__Task to complete__
Format the entries below, from the first line through the line containing "point(360, 92)", inclusive, as a JSON list of strings with one string per line and blank lines omitted.

[START]

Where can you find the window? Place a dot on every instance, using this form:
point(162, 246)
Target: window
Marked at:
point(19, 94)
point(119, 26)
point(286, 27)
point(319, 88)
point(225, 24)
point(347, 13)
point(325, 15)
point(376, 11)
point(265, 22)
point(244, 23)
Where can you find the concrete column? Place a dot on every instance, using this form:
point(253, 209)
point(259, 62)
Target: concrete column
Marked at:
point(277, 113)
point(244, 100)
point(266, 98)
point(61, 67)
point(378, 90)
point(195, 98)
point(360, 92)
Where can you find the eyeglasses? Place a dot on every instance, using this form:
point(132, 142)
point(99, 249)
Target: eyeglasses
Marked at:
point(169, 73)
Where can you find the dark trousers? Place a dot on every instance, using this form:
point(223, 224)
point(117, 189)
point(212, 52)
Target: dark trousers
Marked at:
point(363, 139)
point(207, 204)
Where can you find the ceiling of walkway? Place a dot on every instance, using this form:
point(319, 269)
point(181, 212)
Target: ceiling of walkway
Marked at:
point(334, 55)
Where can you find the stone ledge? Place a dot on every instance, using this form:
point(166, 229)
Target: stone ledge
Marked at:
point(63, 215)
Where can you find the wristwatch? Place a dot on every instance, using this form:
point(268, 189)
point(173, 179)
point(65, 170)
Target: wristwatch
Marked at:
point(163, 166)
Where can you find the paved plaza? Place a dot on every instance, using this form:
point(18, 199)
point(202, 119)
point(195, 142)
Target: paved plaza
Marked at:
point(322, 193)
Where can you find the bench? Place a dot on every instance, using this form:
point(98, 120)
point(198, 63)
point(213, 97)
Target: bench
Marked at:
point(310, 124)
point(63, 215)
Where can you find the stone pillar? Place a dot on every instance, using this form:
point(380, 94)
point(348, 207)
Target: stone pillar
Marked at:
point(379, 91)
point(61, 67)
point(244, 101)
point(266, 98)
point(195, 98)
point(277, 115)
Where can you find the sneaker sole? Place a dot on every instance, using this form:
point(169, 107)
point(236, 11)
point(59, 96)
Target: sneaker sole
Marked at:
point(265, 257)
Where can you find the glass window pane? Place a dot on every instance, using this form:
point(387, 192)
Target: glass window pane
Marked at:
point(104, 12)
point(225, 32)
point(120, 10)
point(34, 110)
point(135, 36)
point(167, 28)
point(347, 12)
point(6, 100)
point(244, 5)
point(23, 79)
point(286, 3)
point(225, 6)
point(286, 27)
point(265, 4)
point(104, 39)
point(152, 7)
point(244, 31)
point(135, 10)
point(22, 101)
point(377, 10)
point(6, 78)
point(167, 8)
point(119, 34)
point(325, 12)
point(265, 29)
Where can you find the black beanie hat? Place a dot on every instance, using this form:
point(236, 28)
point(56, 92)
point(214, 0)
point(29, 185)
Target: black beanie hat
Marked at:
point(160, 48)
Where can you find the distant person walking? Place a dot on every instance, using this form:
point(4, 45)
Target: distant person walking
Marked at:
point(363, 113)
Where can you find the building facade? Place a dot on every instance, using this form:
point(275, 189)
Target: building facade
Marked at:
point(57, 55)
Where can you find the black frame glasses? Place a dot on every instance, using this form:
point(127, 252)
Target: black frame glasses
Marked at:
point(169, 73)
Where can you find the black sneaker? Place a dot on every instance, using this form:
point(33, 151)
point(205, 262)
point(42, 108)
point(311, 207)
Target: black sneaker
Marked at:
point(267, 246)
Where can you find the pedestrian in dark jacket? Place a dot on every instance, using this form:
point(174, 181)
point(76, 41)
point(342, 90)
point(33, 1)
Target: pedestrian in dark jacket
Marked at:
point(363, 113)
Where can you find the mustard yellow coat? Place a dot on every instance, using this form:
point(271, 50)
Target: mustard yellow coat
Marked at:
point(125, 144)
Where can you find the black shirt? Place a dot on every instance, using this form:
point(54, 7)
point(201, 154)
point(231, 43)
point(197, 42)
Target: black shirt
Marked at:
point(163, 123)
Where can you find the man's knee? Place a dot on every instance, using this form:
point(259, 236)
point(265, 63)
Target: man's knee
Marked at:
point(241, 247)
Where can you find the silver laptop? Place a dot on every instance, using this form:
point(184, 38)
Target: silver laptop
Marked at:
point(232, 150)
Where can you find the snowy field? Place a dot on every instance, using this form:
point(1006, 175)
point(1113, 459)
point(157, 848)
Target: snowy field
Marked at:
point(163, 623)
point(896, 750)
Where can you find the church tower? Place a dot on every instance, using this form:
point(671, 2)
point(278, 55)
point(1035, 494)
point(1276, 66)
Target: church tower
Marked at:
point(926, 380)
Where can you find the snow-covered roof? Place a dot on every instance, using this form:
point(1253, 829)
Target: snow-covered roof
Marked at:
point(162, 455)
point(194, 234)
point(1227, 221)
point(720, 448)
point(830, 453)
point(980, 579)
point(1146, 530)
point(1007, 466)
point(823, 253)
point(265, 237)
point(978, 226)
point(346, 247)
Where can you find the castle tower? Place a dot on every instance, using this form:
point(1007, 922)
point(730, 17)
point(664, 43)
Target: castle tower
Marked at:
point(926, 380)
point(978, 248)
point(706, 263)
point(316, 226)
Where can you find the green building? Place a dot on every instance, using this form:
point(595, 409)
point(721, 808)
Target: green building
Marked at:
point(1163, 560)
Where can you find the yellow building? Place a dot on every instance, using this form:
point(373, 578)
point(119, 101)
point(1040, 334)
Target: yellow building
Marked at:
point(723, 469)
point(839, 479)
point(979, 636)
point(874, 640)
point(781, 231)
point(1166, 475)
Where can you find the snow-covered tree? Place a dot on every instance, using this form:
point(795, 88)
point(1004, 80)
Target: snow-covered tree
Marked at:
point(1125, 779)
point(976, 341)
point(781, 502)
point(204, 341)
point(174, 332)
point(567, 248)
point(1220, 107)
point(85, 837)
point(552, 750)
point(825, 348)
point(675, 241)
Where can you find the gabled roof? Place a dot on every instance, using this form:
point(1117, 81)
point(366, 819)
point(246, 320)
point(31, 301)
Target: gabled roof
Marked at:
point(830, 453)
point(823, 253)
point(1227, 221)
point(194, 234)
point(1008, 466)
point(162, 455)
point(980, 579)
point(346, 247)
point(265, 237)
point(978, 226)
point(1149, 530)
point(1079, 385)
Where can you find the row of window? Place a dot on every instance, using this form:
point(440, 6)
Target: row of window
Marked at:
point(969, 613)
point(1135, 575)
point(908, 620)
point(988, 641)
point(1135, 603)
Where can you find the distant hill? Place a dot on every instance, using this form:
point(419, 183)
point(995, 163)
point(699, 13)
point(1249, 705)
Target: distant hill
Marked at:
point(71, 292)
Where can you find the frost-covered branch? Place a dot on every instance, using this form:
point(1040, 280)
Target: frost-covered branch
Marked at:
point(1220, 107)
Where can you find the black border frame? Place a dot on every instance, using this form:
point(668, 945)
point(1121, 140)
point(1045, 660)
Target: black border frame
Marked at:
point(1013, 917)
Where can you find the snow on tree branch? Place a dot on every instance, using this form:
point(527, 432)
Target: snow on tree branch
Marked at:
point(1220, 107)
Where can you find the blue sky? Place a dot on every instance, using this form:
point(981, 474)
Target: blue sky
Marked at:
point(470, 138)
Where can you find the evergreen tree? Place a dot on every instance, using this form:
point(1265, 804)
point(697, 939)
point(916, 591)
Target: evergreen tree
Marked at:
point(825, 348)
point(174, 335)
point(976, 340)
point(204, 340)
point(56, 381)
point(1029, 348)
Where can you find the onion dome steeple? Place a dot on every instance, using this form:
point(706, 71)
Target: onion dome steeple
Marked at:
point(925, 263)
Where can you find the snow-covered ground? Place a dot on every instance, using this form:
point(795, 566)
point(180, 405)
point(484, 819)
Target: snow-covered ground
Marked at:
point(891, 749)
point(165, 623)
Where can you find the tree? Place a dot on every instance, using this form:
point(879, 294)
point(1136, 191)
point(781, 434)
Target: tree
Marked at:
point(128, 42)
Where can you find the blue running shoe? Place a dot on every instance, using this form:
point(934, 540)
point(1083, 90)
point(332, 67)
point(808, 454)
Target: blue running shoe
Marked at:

[END]

__Answer to the task__
[
  "Where can you find the window? Place a dot on every instance, using this form:",
  "point(162, 246)",
  "Target: window",
  "Marked at:",
  "point(19, 94)",
  "point(119, 26)",
  "point(286, 27)",
  "point(319, 88)",
  "point(225, 24)",
  "point(347, 13)",
  "point(325, 15)",
  "point(376, 11)",
  "point(265, 22)",
  "point(244, 23)",
  "Where can you find the concrete column? Place a dot on every instance, using this form:",
  "point(253, 209)",
  "point(259, 62)",
  "Target: concrete column",
  "Marked at:",
  "point(277, 113)",
  "point(244, 100)",
  "point(266, 98)",
  "point(61, 67)",
  "point(378, 90)",
  "point(195, 98)",
  "point(360, 92)"
]